[Work instructions]: Your task is to return the line containing "on the dark" plus every line after it, exactly and with nothing added.

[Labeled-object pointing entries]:

>>>

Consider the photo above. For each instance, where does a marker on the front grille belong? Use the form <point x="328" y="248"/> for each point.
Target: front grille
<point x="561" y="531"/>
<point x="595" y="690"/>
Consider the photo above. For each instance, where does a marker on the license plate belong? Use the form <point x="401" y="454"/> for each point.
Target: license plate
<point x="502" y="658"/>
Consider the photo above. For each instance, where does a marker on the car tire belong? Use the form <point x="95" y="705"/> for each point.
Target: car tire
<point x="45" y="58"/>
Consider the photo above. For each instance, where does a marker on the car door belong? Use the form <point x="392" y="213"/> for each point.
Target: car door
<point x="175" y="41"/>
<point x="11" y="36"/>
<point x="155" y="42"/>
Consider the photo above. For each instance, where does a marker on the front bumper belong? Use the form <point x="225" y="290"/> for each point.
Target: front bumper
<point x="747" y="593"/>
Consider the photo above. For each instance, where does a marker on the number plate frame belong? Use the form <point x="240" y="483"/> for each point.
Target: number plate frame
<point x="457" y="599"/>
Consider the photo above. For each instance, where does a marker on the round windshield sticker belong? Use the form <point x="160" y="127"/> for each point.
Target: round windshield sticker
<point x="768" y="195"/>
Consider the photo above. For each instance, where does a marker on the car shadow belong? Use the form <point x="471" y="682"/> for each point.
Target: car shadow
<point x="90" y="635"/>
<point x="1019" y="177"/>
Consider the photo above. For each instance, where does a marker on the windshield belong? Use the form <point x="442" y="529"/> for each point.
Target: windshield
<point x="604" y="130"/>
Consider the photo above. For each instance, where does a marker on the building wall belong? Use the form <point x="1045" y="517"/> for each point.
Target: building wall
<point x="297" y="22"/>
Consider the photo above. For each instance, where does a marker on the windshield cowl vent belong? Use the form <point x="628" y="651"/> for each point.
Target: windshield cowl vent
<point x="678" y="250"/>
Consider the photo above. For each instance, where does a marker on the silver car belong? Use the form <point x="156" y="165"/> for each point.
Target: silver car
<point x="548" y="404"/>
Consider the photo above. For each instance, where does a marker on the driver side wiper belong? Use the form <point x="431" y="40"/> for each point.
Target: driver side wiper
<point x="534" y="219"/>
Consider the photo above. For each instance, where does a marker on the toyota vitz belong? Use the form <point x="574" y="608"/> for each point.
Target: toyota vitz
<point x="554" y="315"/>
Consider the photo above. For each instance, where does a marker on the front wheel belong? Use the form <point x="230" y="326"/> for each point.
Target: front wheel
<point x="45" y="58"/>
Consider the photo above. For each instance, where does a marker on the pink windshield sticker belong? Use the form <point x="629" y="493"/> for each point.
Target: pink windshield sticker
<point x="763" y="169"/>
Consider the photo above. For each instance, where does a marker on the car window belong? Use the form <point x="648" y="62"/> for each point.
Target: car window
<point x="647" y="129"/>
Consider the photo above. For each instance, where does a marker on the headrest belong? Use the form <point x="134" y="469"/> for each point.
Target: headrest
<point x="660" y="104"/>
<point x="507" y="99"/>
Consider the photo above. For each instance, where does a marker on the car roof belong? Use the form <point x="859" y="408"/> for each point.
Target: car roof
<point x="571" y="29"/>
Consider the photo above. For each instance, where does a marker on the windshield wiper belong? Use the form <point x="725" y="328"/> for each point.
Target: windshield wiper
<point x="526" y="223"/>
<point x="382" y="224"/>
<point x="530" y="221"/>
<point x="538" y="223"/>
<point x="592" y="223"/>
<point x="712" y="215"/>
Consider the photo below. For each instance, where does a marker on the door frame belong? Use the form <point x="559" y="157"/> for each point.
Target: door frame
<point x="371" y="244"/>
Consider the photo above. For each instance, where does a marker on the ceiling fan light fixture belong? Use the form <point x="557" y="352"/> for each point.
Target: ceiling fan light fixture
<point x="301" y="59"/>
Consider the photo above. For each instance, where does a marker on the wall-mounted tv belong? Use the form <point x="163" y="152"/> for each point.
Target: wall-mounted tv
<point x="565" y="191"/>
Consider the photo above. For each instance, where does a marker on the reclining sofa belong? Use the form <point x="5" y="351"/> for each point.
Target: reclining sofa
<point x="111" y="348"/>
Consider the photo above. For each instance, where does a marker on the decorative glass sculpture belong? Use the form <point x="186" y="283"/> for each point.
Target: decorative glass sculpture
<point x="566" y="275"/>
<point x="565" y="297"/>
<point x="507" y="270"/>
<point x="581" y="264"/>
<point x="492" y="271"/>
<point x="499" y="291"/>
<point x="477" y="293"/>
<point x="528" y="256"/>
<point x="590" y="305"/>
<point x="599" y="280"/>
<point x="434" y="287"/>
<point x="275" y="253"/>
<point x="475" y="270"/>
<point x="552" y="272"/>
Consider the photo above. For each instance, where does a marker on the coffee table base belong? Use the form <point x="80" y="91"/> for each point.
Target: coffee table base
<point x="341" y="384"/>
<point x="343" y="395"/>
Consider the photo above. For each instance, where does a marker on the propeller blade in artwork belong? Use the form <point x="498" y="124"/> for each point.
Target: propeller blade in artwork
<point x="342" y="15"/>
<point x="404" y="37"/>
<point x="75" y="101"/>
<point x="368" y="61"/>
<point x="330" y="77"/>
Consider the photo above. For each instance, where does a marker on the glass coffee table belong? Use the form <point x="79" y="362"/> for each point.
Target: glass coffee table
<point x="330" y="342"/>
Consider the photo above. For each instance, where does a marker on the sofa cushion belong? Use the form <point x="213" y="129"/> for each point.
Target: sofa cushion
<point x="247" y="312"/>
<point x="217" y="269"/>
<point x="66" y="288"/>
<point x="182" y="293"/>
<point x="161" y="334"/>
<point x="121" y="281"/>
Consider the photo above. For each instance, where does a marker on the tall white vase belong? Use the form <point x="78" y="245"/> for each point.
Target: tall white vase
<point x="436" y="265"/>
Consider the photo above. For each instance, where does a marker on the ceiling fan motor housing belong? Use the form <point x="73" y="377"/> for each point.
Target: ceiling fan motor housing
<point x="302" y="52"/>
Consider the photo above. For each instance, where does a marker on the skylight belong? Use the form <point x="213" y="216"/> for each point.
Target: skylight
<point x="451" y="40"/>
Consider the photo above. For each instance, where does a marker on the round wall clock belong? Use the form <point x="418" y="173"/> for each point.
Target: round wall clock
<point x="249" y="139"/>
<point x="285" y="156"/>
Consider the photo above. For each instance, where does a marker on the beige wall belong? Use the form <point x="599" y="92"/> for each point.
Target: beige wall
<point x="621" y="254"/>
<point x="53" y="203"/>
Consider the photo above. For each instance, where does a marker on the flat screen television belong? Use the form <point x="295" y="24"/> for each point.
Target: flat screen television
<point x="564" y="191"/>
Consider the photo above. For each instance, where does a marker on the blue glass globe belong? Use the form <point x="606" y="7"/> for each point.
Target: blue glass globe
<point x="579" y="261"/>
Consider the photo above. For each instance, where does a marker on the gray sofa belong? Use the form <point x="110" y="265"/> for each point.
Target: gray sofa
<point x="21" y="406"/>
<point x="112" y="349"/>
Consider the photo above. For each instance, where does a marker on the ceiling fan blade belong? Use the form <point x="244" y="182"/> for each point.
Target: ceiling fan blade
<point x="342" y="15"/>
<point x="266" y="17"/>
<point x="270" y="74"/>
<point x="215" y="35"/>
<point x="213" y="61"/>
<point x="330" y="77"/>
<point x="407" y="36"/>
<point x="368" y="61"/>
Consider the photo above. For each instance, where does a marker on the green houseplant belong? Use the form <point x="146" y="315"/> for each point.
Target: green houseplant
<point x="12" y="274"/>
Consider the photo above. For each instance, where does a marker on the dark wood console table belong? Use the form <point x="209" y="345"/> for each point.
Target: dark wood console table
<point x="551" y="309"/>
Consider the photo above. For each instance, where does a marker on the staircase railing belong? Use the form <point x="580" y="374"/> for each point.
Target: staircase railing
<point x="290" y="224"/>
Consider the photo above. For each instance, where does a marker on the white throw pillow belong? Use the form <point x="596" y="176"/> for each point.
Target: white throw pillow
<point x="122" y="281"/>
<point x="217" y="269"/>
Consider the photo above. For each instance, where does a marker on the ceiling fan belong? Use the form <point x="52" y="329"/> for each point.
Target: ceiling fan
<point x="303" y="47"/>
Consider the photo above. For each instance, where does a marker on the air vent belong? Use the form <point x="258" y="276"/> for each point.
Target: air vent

<<<

[Task result]:
Consider the photo above. For each instance, where does a marker on the dark wood console table belong? Use the form <point x="209" y="345"/> for each point.
Target: dark wood console table
<point x="551" y="309"/>
Consider the photo above. For each instance, where does a marker on the staircase railing belong? Use the form <point x="580" y="374"/> for each point.
Target: staircase railing
<point x="290" y="224"/>
Consider the photo above. For each instance, where does a marker on the white throw pillow belong? Use the form <point x="596" y="176"/> for each point.
Target: white throw pillow
<point x="122" y="281"/>
<point x="217" y="269"/>
Consider the photo above. For each instance, where does a marker on the ceiling fan belong? Use the form <point x="52" y="329"/> for each point.
Target: ceiling fan
<point x="303" y="47"/>
Consider the photo above. For each instance, where does a marker on the air vent belong? Use the form <point x="258" y="276"/> for each point.
Target: air vent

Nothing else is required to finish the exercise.